Hackers have targeted an undisclosed number of "high-profile" Xbox LIVE accounts owned by current and former Microsoft employees, according to GII. The hacks are somehow tied to individuals gathering social security numbers.
Microsoft says that it is aware of the situation and is working with law enforcement agencies to trace the attacks back to the attackers and to close any existing loopholes linked to third-party applications. Microsoft issued the following statement on the attacks to The Verge:
"We are aware that a group of attackers are using several stringed social engineering techniques to compromise the accounts of a handful of high-profile Xbox LIVE accounts held by current and former Microsoft employees," the statement reads. "We are actively working with law enforcement and other affected companies to disable this current method of attack and prevent its further use. Security is of critical importance to us and we are working every day to bring new forms of protection to our members."
The attacks are apparently coming from a "third-party agency" which collects social security numbers as part of a user profile. That system has been compromised. Microsoft emphasized in its statement that it does not collect social security numbers for its services:
"Microsoft does not collect or use Social Security numbers in its services, including Xbox LIVE Gamertags or Microsoft accounts. Attackers are targeting high-profile Microsoft employees by social engineering other companies that do use this data to intercept security proofs from Microsoft to compromise the accounts."

-*-*-

◆ What to work on
• 1. Copy the article on the Xbox LIVE account attacks between "Hackers have targeted" and "social security numbers.", inclusive, and switch "Hackers" to "Cybercriminals".
• 2. Please resume the article on the Xbox LIVE account attacks after its last sentence.
The items aren't needed for this.

[Stored records]
-*-*-

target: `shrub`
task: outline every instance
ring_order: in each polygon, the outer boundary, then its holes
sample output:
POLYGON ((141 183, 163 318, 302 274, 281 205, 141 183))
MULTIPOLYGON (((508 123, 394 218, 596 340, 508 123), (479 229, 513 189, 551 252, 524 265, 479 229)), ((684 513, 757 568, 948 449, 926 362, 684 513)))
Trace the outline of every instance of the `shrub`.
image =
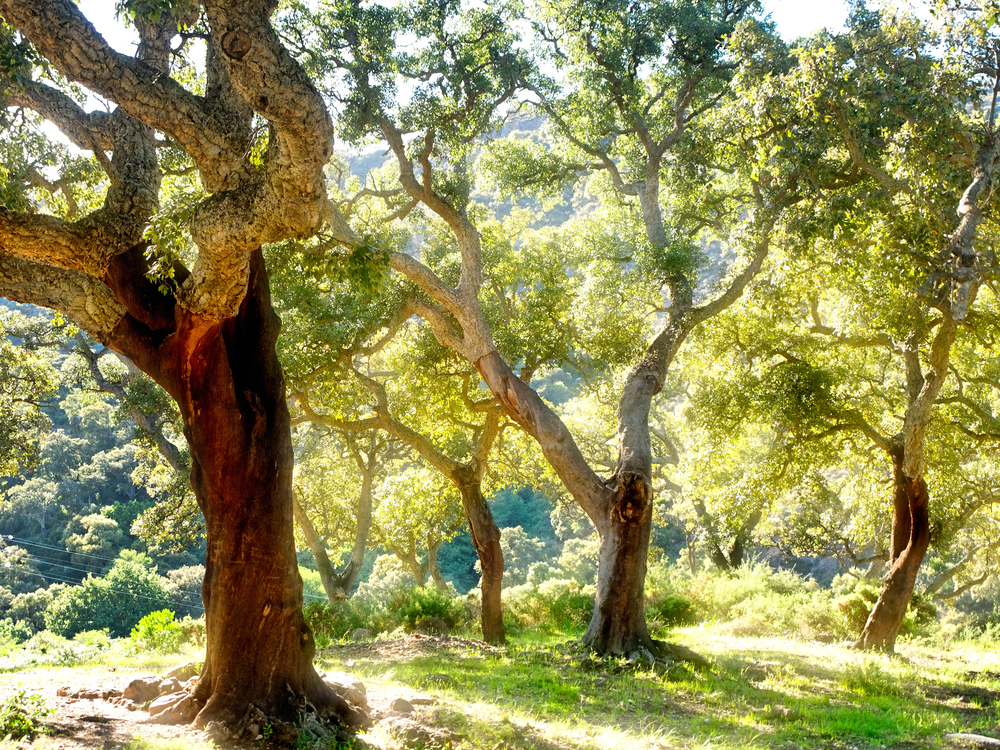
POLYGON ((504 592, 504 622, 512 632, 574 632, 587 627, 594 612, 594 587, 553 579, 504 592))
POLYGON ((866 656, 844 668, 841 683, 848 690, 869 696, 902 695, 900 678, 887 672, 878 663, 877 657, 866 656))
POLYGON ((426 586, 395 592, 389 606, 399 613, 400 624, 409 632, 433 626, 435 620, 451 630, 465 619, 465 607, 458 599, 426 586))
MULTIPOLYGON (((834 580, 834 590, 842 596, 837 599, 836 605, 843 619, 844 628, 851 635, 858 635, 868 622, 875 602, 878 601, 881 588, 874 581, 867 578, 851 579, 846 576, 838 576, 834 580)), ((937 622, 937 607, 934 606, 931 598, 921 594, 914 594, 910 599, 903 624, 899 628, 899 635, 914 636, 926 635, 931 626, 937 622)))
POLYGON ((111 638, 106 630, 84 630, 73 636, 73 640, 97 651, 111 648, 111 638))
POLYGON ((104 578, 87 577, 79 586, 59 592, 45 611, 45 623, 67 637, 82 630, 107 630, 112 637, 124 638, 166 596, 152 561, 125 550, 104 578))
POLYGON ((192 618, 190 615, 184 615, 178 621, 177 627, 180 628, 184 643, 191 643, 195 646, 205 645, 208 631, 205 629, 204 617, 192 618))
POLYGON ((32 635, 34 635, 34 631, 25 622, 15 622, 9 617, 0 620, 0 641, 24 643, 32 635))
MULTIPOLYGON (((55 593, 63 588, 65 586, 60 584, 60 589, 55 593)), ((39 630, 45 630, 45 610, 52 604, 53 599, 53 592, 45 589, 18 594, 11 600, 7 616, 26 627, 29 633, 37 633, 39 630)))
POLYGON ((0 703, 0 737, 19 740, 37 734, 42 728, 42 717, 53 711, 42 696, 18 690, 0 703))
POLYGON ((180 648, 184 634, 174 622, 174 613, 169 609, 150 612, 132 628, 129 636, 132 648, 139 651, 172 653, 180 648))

-*-*-

◆ Responses to the tasks
• 1.
Cybercriminals have targeted an undisclosed number of "high-profile" Xbox LIVE accounts owned by current and former Microsoft employees, according to GII. The hacks are somehow tied to individuals gathering social security numbers.

• 2.
Some speculate that the attacks are the result of an "ongoing persecution" of security blogger and expert Brian Krebs, who detailed how these attacks were being conducted. After publishing those details, Kerbs suffered a DDOS attack on his website and had a SWAT team raid his house after a hoax police call claiming that invaders had entered his home and shot his wife.
Krebs believes that these events are being perpetrated by the same attackers and could be linked to a piece he wrote exposing a website which was selling the social security details of US citizens. After covering his work on the issue, both Ars Technica and Wired were also hit with DDOS attacks.
We'll have more on this story as it develops.